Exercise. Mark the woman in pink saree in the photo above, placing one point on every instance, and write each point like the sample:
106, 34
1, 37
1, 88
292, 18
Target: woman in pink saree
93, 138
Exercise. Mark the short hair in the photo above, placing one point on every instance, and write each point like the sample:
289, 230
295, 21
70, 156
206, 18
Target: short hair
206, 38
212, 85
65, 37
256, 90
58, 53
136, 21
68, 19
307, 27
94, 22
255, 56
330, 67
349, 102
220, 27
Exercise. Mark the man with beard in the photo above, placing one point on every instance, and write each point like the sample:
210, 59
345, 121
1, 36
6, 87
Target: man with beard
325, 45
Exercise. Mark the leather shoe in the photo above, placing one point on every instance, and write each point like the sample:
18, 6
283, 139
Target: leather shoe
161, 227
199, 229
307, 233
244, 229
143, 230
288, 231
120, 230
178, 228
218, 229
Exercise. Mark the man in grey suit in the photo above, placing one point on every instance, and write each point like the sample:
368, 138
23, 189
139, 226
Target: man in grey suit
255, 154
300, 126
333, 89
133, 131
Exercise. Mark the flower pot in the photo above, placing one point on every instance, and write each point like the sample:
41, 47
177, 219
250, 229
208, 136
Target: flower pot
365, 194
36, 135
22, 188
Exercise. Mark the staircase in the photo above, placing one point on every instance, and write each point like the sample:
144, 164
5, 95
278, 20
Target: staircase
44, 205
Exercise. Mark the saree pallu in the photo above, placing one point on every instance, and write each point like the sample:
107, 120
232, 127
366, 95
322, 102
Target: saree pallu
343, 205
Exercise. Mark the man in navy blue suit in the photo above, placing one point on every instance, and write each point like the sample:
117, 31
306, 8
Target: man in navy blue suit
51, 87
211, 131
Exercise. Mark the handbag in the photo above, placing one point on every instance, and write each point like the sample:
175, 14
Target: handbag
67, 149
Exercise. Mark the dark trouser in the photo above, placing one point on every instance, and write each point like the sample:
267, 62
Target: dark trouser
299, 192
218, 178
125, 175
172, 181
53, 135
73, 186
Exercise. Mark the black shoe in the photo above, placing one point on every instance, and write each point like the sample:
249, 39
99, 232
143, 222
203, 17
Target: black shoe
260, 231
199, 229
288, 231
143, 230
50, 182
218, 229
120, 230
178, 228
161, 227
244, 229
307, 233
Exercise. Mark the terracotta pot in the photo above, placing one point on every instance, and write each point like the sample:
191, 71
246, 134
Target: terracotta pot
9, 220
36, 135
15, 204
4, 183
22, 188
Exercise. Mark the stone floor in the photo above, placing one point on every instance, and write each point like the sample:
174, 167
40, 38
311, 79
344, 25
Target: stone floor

----------------------------------------

Exercise brief:
A word-for-word copy of the material above is required.

Reply to the exercise:
Exercise. Mark the woman in pink saree in the photo above, placing one point on every instance, and write each point like the sample:
106, 34
1, 37
1, 88
292, 18
Target: woman in pink saree
93, 138
Exercise. Mark the short hair in the photo above, placing one point on every instance, and write each point like the sample:
289, 230
295, 21
70, 156
206, 18
Target: short hair
206, 38
212, 85
65, 37
256, 90
58, 53
136, 21
68, 19
307, 27
94, 22
255, 56
330, 67
349, 102
220, 27
Exercise. Mark the man with beard in the photo above, placing one point on every instance, and write each point like the sample:
210, 59
345, 121
1, 36
6, 87
Target: man with beard
325, 45
Exercise. Mark the leather shoe in the photo above, placing one point on every instance, and write each point like the sample:
18, 6
283, 139
Target: leather shoe
161, 227
199, 229
307, 233
244, 229
143, 230
288, 231
120, 230
178, 228
218, 229
Exercise. Mark the man in grey suit in the photo above, placing one point on every instance, and write each point like the sample:
368, 138
23, 189
139, 226
Target: man in grey suit
255, 154
300, 126
333, 89
133, 131
Exercise. Mark the flower pot in the photo above, placing one point on every instance, and write each point like the sample:
41, 47
177, 219
250, 229
208, 136
Target: flower pot
365, 194
36, 135
22, 188
Exercise. Mark the staircase in the photo above, placing one point on every instance, and write each point like the sample:
144, 164
5, 95
278, 20
Target: staircase
44, 205
Exercise. Mark the saree pallu in the photo above, placing one point on every instance, and write each point like the sample:
107, 120
232, 127
366, 95
322, 102
Target: saree pallu
343, 205
Exercise. Mark the man in navy blue suit in the photo above, placing one point on every instance, and write each point like the sample:
117, 31
306, 8
Target: man in navy blue suit
51, 87
211, 131
Exercise. Mark the handbag in the photo above, placing one point on every instance, and write each point like the sample:
175, 14
Target: handbag
67, 149
Exercise. Mark the dark trouser in the photo above, placing one point on every instance, and write each point like the sample:
267, 62
Target: dark trouser
299, 192
218, 178
125, 175
172, 181
53, 135
73, 186
Exercise. Mark the black shoe in the photo above, placing one point on every instance, and write each point like the sample:
249, 39
99, 232
143, 222
203, 17
Target: black shoe
260, 231
199, 229
288, 231
143, 230
50, 182
218, 229
120, 230
178, 228
161, 227
244, 229
307, 233
Exercise. Mark the terracotta pot in the photo above, placing one point on every instance, and write each point like the sample:
191, 71
246, 134
Target: terracotta pot
9, 220
36, 135
15, 204
4, 183
22, 188
Exercise. Mark the stone floor in the photo above, placing one point on every instance, and write each point like the sample:
174, 167
40, 38
311, 79
344, 25
Target: stone floor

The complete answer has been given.